> **Supplied data**:
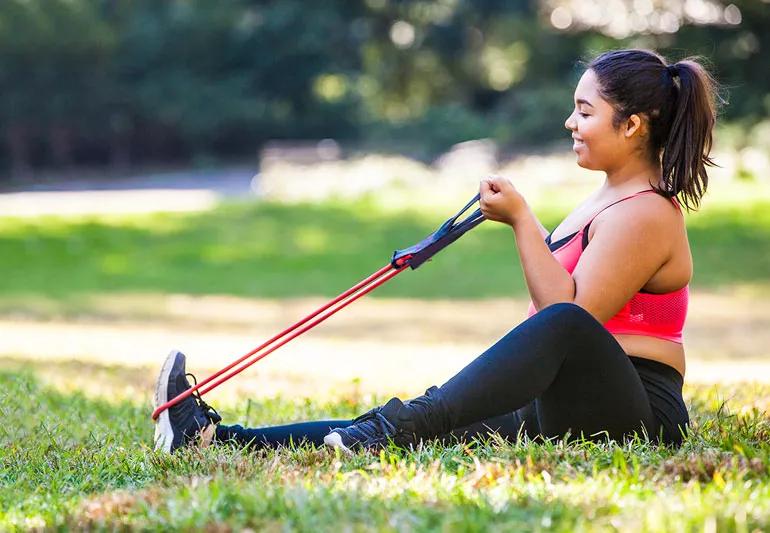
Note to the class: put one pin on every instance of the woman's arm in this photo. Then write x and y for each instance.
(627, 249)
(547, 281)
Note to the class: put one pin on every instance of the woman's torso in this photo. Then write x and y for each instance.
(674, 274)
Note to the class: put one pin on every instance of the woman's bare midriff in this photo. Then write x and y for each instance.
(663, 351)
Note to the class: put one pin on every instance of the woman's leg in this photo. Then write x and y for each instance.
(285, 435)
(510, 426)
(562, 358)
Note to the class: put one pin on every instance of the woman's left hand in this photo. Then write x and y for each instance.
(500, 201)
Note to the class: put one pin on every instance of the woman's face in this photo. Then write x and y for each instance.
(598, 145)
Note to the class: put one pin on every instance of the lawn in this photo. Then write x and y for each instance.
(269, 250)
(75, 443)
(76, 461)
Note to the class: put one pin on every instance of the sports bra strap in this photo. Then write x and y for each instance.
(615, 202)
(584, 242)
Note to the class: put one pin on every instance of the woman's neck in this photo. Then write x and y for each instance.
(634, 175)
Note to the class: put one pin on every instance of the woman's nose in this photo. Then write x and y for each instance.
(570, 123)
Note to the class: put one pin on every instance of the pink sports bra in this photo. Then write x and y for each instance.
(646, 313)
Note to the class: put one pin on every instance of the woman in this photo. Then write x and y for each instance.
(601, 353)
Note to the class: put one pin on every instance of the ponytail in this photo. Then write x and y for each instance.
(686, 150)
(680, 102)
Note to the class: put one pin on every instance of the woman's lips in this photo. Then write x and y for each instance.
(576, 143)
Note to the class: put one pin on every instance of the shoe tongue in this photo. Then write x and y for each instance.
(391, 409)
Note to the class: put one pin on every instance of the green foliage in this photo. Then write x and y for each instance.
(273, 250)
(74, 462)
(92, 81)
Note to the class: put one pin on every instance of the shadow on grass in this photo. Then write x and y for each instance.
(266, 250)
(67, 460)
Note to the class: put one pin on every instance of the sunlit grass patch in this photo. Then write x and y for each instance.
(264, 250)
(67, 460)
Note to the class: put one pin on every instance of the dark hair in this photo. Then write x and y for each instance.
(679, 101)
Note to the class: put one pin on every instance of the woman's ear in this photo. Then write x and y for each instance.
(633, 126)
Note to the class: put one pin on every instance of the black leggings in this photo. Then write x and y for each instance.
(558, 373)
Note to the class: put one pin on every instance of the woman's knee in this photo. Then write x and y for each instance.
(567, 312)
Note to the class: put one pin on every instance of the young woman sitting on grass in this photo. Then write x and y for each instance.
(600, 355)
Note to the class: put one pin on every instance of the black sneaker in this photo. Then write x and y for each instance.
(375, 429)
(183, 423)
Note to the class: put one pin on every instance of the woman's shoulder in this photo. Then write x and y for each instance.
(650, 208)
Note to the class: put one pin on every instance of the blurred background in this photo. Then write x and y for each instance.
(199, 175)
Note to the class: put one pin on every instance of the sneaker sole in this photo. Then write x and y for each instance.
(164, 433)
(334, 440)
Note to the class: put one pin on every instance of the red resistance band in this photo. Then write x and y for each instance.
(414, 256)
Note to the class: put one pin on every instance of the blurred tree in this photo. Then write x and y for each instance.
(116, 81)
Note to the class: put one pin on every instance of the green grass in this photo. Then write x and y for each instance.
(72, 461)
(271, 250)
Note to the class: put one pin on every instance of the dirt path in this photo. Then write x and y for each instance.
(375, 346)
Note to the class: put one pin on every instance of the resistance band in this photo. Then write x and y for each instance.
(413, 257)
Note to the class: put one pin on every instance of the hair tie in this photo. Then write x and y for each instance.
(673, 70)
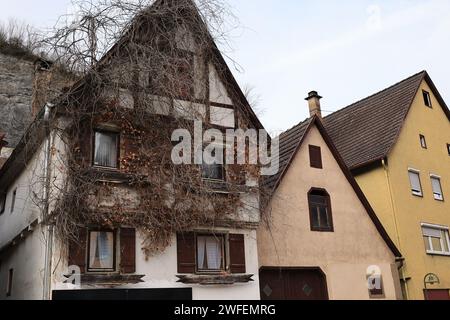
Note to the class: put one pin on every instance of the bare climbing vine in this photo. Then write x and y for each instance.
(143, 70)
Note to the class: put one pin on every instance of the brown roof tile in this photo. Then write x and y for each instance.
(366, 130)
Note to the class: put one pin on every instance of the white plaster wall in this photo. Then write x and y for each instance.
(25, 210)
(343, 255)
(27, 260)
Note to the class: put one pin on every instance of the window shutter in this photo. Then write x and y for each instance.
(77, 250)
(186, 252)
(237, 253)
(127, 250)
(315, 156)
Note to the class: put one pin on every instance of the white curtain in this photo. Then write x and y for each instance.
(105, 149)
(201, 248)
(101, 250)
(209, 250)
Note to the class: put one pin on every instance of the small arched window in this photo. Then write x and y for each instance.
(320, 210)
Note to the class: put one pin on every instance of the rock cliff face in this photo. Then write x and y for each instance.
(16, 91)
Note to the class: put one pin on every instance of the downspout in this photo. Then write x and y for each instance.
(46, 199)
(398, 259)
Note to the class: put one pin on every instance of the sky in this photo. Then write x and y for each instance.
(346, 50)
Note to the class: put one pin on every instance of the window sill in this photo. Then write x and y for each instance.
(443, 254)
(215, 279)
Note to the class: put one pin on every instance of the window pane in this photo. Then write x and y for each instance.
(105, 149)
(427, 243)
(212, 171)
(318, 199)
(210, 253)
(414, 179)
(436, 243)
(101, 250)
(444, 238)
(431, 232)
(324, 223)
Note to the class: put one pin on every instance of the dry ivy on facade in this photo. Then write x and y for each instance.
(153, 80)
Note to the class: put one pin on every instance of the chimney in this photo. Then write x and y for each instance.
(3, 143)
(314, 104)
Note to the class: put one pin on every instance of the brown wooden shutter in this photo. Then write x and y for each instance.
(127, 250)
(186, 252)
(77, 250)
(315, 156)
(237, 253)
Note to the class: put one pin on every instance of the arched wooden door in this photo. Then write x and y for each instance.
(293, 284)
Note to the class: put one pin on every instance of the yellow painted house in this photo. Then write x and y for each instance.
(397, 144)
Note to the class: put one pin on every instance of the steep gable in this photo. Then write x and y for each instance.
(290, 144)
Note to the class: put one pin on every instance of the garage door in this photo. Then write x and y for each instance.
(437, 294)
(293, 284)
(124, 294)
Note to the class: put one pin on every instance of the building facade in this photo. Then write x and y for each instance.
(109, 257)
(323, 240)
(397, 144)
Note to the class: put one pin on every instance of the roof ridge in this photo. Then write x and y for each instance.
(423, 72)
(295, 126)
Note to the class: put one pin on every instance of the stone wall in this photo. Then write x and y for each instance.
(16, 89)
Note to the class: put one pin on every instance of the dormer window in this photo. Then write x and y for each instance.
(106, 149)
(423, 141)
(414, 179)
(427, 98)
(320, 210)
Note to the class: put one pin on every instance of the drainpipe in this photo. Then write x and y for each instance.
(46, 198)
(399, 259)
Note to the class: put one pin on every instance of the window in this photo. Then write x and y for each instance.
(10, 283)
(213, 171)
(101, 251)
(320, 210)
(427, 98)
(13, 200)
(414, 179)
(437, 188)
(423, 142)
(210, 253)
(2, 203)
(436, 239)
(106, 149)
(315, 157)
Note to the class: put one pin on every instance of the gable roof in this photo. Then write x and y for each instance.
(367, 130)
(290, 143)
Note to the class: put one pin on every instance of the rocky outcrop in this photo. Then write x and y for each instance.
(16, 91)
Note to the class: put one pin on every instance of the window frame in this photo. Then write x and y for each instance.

> **Exercise instructions**:
Repeat the entries exactly and keep the pictures out of the copy.

> **Response to the task**:
Note to the class: put one pin on every instance of the woman's arm in this photo. Then write x and y for each instance.
(627, 249)
(547, 281)
Note to the class: put one pin on every instance of the woman's torso in this photo. Then write x and y for each instance.
(674, 274)
Note to the class: put one pin on every instance of the woman's bare midriff in this photo. Then write x and y for each instance.
(663, 351)
Note to the class: put one pin on every instance of the woman's leg in this photo. Then write x and y for each instance.
(285, 435)
(510, 426)
(562, 358)
Note to the class: put one pin on every instance of the woman's left hand in this photo. Then write x and y for each instance.
(500, 201)
Note to the class: put one pin on every instance of the woman's face in this photo. Then write x and y for each instance.
(598, 145)
Note to the class: put one pin on every instance of the lawn in this photo. Then write x and y for each instance.
(269, 250)
(75, 443)
(76, 461)
Note to the class: put one pin on every instance of the sports bra strap in this photo. Then write x and y for each instance.
(615, 202)
(584, 242)
Note to the class: put one pin on every instance of the woman's neck in this photo. Then write x and y for each instance.
(634, 175)
Note to the class: put one pin on every instance of the woman's nose in this photo. Then write x and y for each instance.
(570, 123)
Note to the class: put one pin on every instance of the pink sports bra in this photo. Then write x and y for each instance.
(646, 313)
Note to the class: put one pin on every instance of the woman in this photo. Then write x and y for each instance.
(601, 353)
Note to the class: put one pin on every instance of the ponytail in this photo. Then write x and y for each instance.
(686, 150)
(680, 102)
Note to the class: put one pin on every instance of the woman's lips in this photo. Then write x and y for each instance.
(576, 143)
Note to the class: put one pin on every instance of the shoe tongue in this photo. Then write x and y for each instance.
(391, 409)
Note to the class: put one pin on every instance of the green foliage in this photo. Then write x and y for each instance.
(273, 250)
(74, 462)
(92, 81)
Note to the class: put one pin on every instance of the shadow on grass in this photo. Then write x and y for each instance.
(266, 250)
(67, 460)
Note to the class: put one pin on every instance of the sunlit grass patch in this photo. Then write x and y for each instance.
(264, 250)
(67, 460)
Note to the class: put one pin on every instance of the dark hair in this photo. Then write x and y for each instance.
(679, 101)
Note to the class: put one pin on every instance of the woman's ear in this photo. Then write x and y for each instance.
(633, 126)
Note to the class: put one pin on every instance of the black leggings in this photo. Then write x and y for each instance.
(558, 373)
Note to the class: put one pin on every instance of the woman's knee in this photo. Then write x and y for each instance.
(567, 312)
Note to the class: put one pin on every instance of the young woman sitting on grass in this photo. Then write x and y for each instance.
(600, 355)
Note to the class: put one pin on every instance of the black sneaker in this photo. Then write x and y for each instance.
(375, 429)
(183, 423)
Note to the class: put one pin on every instance of the woman's shoulder in this photo. Then write x and y for each instance.
(650, 208)
Note to the class: put one pin on every instance of the blurred background in this photo. Then write x and y for each instance.
(199, 175)
Note to the class: put one pin on every instance of the sneaker sole in this photo. Then write x and y for each instance.
(164, 433)
(334, 440)
Note to the class: put one pin on every instance of the red resistance band in this photo. Then write x and y for each instance.
(414, 256)
Note to the class: put one pin on every instance of the blurred tree in this photo. Then write x and y for each instance.
(116, 81)
Note to the class: put one pin on every instance of the green grass in this photo. Then write x and y for each instance.
(72, 461)
(271, 250)
Note to the class: put one pin on every instance of the dirt path in this photo. Then write x and y for each instance.
(375, 346)
Note to the class: put one pin on every instance of the resistance band in this photo. Then write x and y for each instance.
(413, 257)
Note to the class: put one pin on every instance of the hair tie in this photo. Then write x and y for each instance.
(673, 70)
Note to the class: put one pin on every instance of the bare climbing vine in this photo. Then write x and y for each instance.
(143, 70)
Note to the class: put one pin on every instance of the brown roof tile in this photo. Then write x and y for each instance.
(366, 130)
Note to the class: put one pin on every instance of the white plaster wall in this photo. Then write x and y for each instance.
(25, 210)
(343, 255)
(27, 260)
Note to the class: put one pin on every instance of the window shutter in this photo. Then write x and y for each instance.
(77, 250)
(186, 252)
(237, 253)
(127, 250)
(315, 156)
Note to the class: put one pin on every instance of the white curtain in this photo. Then write x and y for each instance.
(105, 149)
(201, 248)
(101, 250)
(209, 250)
Note to the class: put one pin on every instance of the small arched window in this photo. Then write x and y for each instance.
(320, 210)
Note to the class: put one pin on every instance of the rock cliff face in this photo. Then write x and y for each instance.
(16, 91)
Note to the class: put one pin on every instance of the downspout in this photo. Then write x and y for each instance.
(46, 199)
(398, 259)
Note to the class: put one pin on every instance of the sky in this photo. Then write x and y for each instance.
(346, 50)
Note to the class: put one pin on every instance of the window sill in this photo. Then write x and y for each instance.
(443, 254)
(215, 279)
Note to the class: put one pin on every instance of the window pane in this photo. Then write x and y for each instance.
(105, 149)
(427, 243)
(212, 171)
(318, 199)
(210, 253)
(414, 179)
(436, 243)
(101, 250)
(444, 238)
(431, 232)
(324, 223)
Note to the class: put one pin on every instance of the dry ivy on facade in this photo. Then write x and y for each instance.
(153, 80)
Note to the class: put one pin on every instance of the chimney in this photo. Then write x and y for each instance.
(3, 143)
(314, 104)
Note to the class: put one pin on every instance of the brown wooden shutter in this photo. Then write x and y for each instance.
(127, 250)
(186, 252)
(77, 250)
(315, 156)
(237, 253)
Note to the class: put one pin on every instance of the arched wooden door in this photo. Then write x and y for each instance.
(293, 284)
Note to the class: put one pin on every instance of the yellow painted house in this photo. Then write x and y for each instance.
(397, 144)
Note to the class: put one pin on every instance of the steep gable in this photo. Then write x and y for each instance.
(290, 144)
Note to the class: put one pin on every instance of the garage door in this photo. Then write x and y for each instance.
(437, 294)
(293, 284)
(124, 294)
Note to the class: put one pin on every instance of the building facade in this photo. Then write x and y for each instance.
(109, 257)
(323, 240)
(397, 144)
Note to the class: put one pin on every instance of the roof ridge in this photo. Then write x and y for each instance.
(423, 72)
(295, 126)
Note to the class: put one pin on every instance of the stone wall in this photo. Then write x and y for each instance.
(16, 89)
Note to the class: put one pin on every instance of the dormer window in this photo. Then write x and y for each instance.
(106, 149)
(423, 141)
(414, 179)
(427, 98)
(320, 210)
Note to the class: put one pin on every instance of the drainpipe in this photo. Then write x and y for each instance.
(46, 198)
(399, 259)
Note to the class: put one pin on every instance of the window in this photo. Then write x and y for each instance.
(10, 283)
(213, 171)
(101, 251)
(320, 210)
(427, 98)
(13, 200)
(414, 179)
(437, 188)
(423, 142)
(210, 253)
(2, 203)
(436, 239)
(106, 149)
(315, 157)
Note to the class: put one pin on every instance of the gable roof in this photo. Then write x and y for each instance.
(367, 130)
(290, 143)
Note to the class: put one pin on every instance of the rocky outcrop in this photo. Then write x and y for each instance.
(16, 91)
Note to the class: put one pin on every instance of the window frame in this photo. Then write x and y for each instance.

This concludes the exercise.